The whole listing is to be transcribed exactly as it stands.

= = = = = = =

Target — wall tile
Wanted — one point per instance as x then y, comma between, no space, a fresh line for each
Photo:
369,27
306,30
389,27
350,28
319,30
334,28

= = = = = = =

— Result of the task —
Target — wall tile
Wanted — one point per instance as x then y, comma between, no space, a fresh line for each
Photo:
369,27
306,30
389,27
350,28
319,30
334,28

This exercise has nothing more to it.